Task brief >>
Rewrite the stretch from the line containing "# test: mark the owl beak, one" through the line containing "point(154, 160)", changing "owl beak" to "owl bill" and leaving everything else as it is. Give back only those lines.

Record extracts >>
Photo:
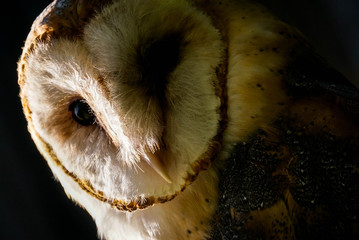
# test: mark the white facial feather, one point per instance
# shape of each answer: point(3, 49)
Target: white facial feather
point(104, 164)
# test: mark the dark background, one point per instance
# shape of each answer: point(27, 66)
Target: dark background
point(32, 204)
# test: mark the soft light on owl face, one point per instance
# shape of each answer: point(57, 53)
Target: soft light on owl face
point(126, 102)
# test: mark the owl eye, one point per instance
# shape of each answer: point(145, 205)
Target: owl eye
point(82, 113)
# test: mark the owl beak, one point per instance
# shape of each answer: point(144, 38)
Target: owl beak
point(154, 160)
==
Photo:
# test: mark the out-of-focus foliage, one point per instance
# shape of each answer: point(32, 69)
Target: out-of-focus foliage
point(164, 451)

Solution to this task >>
# test: mark the owl bill, one point per instance
# shape of each answer: point(144, 38)
Target: owl bill
point(154, 160)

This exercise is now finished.